Task directions => Please write out, word for word, the records below from the line containing "Place a point on every instance of the elephant in" up to and including the last line of the records.

Dataset rows =>
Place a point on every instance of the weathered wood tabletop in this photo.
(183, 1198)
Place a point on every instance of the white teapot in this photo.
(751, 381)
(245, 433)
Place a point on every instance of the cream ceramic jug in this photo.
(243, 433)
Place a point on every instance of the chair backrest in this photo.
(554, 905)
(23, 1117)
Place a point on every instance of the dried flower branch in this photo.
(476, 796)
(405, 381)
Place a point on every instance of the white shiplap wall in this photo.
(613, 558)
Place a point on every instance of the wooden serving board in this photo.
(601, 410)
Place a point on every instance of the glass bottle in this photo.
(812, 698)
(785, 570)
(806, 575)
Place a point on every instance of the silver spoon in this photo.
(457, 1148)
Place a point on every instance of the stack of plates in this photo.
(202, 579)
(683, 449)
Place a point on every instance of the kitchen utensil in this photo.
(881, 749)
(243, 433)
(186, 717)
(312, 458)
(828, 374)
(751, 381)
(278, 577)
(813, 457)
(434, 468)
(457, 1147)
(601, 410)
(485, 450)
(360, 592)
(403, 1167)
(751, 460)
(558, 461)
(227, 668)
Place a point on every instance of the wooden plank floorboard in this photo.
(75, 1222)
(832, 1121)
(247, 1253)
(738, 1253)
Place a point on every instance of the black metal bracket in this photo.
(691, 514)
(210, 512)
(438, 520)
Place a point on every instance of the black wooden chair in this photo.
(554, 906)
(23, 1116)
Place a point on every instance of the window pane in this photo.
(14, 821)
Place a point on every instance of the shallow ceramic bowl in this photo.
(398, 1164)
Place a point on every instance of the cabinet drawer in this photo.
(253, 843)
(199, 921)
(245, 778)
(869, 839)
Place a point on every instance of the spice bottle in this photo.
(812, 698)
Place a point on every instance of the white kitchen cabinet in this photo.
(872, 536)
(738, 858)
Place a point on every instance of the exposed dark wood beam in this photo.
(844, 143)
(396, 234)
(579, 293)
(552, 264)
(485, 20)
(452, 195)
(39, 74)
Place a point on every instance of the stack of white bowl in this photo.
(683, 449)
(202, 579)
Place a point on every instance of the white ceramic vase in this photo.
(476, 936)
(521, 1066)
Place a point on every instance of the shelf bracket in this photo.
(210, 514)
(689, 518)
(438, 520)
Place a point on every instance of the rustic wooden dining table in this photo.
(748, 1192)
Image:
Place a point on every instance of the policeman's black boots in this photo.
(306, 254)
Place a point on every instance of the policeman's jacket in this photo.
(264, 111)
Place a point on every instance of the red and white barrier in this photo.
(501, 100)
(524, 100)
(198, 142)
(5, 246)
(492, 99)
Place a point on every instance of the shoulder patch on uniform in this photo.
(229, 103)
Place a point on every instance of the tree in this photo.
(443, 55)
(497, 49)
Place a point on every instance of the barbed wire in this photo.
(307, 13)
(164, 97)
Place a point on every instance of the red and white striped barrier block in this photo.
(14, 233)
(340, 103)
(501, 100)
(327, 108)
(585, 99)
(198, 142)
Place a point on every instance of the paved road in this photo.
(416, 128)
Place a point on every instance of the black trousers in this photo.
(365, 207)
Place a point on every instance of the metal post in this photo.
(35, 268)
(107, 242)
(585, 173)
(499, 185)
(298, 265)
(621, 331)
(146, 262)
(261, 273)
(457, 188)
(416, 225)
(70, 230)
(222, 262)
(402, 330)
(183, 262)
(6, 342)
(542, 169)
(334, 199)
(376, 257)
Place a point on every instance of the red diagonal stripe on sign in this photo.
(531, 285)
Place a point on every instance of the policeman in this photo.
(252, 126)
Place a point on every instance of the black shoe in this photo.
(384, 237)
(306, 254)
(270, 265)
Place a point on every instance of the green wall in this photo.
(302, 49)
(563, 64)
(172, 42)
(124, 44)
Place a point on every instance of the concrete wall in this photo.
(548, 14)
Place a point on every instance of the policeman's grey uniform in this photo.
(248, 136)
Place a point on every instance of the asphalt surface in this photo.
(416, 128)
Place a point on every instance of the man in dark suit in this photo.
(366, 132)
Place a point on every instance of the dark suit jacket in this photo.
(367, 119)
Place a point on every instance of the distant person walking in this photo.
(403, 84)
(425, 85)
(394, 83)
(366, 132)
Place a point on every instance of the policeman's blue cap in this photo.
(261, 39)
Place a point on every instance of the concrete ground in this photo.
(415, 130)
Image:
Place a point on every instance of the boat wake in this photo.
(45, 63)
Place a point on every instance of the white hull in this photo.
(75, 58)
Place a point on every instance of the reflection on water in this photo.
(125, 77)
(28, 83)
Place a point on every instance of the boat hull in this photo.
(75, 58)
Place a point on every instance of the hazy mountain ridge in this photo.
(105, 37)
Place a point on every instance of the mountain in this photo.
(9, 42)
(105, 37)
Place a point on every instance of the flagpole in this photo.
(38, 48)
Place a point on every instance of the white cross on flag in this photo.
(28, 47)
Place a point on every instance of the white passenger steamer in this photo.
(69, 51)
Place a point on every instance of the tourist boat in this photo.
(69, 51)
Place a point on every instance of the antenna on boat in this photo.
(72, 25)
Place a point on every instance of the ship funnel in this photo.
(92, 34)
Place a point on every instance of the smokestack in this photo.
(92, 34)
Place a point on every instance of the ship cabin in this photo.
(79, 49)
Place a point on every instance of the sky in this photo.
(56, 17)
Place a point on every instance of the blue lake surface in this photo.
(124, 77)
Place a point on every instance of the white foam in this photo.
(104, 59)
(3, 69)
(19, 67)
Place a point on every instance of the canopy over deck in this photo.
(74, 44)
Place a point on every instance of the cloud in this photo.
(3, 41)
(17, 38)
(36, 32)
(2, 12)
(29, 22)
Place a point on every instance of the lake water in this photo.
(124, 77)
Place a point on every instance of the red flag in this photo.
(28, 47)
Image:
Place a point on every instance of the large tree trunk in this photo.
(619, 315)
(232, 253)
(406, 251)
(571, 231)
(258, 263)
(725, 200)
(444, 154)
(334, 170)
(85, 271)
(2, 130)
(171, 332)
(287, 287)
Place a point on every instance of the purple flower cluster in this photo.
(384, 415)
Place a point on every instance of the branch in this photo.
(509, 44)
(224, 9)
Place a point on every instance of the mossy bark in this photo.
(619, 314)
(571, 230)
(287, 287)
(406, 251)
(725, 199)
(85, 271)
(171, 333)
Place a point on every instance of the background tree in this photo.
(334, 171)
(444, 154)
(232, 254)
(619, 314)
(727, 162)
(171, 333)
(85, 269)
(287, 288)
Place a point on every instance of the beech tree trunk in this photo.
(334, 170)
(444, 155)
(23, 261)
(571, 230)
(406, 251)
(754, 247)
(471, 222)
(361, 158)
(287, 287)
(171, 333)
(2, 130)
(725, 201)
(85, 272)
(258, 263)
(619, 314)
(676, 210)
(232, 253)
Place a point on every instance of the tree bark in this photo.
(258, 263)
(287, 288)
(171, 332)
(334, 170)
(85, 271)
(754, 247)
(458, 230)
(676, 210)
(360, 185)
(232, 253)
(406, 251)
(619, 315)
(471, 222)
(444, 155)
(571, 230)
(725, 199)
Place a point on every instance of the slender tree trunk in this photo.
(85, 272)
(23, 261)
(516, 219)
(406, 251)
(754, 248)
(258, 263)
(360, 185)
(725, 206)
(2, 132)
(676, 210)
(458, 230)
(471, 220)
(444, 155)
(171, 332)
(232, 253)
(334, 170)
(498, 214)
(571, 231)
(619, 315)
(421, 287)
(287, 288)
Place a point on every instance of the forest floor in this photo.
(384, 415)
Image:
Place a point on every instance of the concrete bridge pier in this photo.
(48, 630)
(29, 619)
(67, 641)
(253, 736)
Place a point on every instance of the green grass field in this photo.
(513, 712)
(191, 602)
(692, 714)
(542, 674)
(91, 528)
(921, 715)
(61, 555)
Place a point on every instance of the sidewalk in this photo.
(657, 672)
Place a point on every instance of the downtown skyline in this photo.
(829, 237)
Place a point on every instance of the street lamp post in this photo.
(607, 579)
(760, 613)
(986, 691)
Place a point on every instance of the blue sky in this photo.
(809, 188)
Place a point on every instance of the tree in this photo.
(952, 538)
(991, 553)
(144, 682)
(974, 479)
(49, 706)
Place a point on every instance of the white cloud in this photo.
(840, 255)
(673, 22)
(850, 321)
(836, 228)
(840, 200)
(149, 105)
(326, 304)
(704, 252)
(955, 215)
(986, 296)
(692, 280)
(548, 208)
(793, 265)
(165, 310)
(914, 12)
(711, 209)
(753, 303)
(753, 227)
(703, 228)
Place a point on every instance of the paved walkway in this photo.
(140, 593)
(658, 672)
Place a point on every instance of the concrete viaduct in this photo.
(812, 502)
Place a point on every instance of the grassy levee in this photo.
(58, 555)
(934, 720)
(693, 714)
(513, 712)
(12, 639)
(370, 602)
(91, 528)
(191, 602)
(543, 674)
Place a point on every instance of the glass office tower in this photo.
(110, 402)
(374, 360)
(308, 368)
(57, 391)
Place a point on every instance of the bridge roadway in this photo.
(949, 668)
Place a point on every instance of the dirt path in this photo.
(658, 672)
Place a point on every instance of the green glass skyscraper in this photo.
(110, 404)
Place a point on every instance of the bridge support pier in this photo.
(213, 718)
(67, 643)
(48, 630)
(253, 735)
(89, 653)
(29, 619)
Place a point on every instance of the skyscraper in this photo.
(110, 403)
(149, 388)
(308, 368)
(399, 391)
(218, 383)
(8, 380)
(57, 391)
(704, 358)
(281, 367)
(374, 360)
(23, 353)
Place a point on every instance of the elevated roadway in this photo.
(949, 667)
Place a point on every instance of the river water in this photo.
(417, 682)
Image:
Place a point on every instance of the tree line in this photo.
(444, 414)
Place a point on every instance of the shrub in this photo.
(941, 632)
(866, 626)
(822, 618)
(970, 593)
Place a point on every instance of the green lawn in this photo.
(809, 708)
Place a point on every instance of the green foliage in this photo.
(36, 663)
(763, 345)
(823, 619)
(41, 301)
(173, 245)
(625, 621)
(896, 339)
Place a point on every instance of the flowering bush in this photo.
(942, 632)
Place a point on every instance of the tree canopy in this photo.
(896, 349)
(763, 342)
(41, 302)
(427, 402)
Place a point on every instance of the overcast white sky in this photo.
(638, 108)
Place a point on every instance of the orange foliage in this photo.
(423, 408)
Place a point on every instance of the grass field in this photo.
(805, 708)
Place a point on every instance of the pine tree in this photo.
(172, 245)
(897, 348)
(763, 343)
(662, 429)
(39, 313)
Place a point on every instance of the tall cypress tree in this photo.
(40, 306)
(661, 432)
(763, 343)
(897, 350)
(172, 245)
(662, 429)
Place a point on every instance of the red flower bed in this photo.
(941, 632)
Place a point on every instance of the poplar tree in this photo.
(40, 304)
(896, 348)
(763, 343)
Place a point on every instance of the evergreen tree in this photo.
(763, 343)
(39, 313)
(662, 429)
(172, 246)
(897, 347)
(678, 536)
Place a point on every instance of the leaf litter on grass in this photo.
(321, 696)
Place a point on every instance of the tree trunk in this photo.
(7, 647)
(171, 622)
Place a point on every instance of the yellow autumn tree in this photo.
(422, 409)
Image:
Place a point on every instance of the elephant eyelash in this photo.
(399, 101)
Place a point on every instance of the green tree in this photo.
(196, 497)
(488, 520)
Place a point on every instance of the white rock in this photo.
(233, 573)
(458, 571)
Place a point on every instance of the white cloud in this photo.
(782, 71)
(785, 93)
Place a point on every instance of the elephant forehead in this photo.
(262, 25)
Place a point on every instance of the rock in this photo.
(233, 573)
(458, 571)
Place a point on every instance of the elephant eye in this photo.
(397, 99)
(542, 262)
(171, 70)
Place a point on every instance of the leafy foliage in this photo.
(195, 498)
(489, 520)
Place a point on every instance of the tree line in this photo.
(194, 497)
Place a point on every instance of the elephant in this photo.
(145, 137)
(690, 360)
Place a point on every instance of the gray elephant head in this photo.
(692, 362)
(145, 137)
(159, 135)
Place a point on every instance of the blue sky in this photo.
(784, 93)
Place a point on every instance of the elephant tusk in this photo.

Reply =>
Place a point on every instance of the elephant in this photo.
(145, 137)
(690, 360)
Place a point on every instance of the gray elephant head in this photo.
(692, 362)
(145, 137)
(159, 135)
Place a point on every instance of the blue sky in this photo.
(784, 93)
Place a point on every instance of the elephant tusk in this photo.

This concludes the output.